Reproduce the material below word for word, starting at the line containing "Each instance receives one keypoint. Mark the blurred building" and continuing through its final line.

Object point labels:
────

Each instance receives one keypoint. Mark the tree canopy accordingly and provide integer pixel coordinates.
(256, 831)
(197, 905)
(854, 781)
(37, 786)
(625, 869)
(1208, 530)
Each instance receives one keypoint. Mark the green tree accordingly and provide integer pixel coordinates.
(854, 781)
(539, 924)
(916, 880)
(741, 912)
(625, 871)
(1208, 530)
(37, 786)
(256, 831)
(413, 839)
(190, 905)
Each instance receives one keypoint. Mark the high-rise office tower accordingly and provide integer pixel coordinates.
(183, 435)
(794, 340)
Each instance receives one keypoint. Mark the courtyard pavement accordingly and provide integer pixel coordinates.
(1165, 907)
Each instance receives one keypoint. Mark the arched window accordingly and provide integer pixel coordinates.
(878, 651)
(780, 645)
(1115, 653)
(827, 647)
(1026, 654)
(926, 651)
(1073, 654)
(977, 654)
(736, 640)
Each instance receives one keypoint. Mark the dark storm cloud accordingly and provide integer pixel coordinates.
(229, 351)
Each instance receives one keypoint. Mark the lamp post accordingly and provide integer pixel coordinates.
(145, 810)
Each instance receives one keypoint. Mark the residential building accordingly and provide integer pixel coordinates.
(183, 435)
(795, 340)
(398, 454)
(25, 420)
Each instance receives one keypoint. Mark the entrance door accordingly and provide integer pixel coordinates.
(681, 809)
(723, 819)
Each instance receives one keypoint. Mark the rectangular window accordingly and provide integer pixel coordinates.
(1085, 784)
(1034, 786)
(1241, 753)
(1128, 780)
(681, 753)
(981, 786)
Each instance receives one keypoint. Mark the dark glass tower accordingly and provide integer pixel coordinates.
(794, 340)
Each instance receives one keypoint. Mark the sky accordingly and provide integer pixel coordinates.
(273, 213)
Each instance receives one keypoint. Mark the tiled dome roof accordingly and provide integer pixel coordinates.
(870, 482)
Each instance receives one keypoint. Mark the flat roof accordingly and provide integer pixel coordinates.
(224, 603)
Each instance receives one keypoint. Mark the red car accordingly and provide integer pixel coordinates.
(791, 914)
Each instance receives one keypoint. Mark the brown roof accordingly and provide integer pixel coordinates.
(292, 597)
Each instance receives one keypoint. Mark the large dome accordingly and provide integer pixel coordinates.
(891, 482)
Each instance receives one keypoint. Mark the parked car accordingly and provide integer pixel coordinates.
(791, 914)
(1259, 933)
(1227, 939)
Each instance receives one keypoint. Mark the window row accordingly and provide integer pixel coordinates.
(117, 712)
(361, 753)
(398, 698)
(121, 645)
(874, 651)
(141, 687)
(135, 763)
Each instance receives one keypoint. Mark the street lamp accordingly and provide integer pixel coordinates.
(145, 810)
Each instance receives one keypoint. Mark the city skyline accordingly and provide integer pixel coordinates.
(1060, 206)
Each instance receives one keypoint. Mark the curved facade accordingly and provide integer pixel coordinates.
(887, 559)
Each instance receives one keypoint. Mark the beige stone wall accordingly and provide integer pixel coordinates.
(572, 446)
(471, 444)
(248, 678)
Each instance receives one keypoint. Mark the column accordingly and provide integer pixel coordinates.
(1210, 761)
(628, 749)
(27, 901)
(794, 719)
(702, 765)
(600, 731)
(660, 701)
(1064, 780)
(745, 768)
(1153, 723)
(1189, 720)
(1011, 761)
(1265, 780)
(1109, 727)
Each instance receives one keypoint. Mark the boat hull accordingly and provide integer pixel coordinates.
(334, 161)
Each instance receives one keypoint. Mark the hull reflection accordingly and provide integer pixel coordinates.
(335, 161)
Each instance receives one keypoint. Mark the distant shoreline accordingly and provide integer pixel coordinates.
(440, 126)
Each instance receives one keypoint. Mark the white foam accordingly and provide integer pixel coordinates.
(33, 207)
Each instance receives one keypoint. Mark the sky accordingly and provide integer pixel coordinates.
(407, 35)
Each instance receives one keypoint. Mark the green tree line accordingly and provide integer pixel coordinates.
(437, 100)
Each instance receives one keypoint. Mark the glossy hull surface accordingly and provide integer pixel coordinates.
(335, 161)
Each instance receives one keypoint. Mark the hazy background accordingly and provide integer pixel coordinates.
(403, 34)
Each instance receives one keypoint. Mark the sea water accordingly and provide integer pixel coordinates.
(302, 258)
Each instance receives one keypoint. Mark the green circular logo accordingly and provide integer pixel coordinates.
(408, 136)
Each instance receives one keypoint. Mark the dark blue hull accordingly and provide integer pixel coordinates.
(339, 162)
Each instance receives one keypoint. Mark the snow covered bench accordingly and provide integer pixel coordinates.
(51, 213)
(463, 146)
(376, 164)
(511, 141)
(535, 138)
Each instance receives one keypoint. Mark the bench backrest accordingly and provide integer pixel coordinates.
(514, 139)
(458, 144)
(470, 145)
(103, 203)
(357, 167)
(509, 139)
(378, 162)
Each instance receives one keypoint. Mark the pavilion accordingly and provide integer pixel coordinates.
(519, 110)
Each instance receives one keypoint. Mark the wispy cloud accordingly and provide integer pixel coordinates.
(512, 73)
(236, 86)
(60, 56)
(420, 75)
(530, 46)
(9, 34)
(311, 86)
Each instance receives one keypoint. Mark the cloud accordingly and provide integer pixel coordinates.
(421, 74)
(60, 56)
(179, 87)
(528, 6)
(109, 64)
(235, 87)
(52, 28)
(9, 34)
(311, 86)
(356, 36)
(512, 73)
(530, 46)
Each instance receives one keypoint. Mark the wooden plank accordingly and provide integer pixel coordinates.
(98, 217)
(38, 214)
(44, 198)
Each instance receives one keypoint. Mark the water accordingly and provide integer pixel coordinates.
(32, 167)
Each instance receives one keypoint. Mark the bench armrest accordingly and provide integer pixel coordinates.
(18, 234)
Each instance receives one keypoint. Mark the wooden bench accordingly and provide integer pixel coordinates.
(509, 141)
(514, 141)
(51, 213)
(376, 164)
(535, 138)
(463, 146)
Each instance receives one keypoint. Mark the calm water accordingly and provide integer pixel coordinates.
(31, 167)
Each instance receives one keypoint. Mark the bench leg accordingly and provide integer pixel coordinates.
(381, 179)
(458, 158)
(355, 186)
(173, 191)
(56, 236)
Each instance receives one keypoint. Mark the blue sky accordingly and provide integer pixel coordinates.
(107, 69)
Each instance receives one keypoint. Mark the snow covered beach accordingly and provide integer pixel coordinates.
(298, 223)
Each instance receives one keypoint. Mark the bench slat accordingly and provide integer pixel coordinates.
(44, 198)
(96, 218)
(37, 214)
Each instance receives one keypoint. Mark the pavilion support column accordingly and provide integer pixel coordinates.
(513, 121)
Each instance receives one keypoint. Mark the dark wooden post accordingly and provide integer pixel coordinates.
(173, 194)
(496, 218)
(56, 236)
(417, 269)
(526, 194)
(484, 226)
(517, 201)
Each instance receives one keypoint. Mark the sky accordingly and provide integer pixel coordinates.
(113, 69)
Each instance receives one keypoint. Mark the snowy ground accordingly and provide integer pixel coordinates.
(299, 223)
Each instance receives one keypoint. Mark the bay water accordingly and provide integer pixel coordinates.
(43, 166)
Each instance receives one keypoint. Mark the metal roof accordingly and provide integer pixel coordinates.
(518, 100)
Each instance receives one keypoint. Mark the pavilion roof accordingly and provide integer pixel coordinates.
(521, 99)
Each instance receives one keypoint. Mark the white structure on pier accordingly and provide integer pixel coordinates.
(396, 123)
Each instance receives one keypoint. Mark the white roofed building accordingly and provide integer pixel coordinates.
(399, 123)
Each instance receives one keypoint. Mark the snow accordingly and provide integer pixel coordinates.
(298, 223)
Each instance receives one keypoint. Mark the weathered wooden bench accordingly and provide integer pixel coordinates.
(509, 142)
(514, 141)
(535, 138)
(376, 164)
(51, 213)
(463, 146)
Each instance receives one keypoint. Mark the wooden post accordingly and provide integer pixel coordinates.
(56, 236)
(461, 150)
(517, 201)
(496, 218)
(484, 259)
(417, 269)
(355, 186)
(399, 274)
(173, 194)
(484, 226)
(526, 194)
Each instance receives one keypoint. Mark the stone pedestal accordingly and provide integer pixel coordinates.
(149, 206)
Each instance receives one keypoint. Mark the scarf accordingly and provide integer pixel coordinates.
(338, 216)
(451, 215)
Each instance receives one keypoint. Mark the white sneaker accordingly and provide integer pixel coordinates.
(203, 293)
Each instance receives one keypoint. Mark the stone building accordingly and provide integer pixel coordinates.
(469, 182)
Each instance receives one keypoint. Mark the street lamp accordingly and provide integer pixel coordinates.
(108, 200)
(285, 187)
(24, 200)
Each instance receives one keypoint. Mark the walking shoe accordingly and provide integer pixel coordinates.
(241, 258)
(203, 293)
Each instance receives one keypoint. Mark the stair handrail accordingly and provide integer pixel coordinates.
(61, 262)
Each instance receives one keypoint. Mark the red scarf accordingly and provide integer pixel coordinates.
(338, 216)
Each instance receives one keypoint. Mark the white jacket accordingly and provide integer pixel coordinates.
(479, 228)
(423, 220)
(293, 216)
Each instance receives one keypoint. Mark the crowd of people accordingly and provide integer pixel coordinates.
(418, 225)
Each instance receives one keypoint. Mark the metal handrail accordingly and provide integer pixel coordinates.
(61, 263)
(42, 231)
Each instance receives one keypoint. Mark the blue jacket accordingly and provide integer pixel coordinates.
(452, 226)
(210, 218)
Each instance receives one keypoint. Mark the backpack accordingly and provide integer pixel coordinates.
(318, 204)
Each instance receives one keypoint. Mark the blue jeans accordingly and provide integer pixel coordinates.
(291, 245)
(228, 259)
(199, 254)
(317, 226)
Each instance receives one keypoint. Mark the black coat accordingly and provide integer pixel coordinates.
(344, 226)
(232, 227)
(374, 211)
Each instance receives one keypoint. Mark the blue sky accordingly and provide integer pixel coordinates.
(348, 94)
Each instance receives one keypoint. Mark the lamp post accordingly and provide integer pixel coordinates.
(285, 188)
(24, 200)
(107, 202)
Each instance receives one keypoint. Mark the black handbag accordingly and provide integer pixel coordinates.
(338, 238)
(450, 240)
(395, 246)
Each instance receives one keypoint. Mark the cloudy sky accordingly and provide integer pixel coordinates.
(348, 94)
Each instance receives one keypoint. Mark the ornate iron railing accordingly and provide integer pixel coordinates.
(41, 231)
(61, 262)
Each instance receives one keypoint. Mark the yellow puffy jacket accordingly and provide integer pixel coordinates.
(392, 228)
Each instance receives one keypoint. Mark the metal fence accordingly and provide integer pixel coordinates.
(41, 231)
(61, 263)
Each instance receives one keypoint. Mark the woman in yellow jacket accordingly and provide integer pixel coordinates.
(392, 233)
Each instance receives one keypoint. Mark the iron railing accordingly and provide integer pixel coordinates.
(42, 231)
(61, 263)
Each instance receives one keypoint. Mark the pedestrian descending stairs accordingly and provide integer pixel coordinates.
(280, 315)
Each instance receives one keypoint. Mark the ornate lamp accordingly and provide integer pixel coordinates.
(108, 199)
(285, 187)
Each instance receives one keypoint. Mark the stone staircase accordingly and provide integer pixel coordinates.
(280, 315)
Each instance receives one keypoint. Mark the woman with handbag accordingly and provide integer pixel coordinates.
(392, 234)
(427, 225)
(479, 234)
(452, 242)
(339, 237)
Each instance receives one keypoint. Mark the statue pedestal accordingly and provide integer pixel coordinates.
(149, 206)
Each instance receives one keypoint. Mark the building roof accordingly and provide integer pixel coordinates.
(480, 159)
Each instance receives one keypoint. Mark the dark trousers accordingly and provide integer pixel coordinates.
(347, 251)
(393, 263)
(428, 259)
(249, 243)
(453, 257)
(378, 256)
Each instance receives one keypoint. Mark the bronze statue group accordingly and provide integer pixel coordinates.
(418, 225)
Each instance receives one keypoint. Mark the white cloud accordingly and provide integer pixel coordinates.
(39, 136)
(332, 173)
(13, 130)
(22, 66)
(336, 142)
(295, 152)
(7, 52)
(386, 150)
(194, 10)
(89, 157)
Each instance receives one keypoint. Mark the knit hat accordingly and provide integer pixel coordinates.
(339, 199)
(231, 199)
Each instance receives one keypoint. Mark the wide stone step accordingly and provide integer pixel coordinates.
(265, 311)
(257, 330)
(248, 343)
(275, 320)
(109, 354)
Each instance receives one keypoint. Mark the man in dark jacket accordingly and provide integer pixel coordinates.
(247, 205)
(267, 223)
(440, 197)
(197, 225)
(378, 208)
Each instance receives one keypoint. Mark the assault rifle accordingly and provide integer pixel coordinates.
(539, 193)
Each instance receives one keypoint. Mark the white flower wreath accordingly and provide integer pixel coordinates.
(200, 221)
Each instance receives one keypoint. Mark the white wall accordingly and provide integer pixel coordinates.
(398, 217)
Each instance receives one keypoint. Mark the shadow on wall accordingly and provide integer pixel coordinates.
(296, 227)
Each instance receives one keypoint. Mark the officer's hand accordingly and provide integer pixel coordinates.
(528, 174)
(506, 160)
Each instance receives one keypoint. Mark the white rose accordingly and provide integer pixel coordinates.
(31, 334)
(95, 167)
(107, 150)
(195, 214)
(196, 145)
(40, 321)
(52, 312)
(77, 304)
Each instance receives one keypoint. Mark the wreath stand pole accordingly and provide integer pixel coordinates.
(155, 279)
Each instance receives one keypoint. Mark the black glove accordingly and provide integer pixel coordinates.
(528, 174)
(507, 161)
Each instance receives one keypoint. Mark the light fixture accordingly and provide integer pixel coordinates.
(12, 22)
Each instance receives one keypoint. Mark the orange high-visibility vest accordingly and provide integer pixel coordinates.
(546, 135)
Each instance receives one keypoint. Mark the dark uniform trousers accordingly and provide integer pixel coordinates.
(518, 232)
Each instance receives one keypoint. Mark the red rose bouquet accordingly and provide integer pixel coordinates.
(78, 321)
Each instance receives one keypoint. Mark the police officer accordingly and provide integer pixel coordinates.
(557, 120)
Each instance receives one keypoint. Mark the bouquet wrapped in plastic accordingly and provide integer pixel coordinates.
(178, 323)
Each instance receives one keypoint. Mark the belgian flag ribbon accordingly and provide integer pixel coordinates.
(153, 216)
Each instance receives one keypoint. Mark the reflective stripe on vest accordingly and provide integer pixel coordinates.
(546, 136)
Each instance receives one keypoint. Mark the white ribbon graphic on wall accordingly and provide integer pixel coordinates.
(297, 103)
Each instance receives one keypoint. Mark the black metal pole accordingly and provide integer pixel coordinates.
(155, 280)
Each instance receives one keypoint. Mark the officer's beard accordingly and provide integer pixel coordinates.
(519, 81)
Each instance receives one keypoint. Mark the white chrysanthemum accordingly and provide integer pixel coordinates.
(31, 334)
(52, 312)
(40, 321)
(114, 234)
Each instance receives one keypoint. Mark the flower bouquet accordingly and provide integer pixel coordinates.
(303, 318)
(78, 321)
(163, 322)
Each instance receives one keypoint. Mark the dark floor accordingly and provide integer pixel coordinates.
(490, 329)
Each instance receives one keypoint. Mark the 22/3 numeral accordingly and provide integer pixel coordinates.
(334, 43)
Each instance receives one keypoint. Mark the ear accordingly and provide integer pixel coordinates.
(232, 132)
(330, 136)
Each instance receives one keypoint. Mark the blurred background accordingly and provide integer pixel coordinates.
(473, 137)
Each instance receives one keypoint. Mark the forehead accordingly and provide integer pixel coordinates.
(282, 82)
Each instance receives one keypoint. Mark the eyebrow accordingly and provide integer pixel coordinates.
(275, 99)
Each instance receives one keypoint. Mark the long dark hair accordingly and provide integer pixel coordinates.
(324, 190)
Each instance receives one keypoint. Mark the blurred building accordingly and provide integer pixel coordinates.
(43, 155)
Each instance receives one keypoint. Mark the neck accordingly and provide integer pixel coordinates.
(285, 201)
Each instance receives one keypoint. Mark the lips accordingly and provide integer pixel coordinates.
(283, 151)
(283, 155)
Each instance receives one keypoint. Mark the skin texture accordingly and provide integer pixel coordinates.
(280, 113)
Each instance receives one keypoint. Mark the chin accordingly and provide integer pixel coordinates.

────

RESPONSE TO THIS TASK:
Each instance receives one keypoint. Mark the blurred building accordingly and provide integer pixel coordinates.
(43, 155)
Each instance receives one keypoint. Mark the neck accordingly and provide integer pixel coordinates.
(285, 201)
Each instance receives one keypoint. Mark the lips accordingly and provide integer pixel coordinates.
(283, 151)
(283, 155)
Each instance receives one keypoint. Mark the skin texture accordingly and provide integer pixel coordinates.
(280, 113)
Each instance receives one keypoint. Mark the chin accordingly and provide integer pixel coordinates.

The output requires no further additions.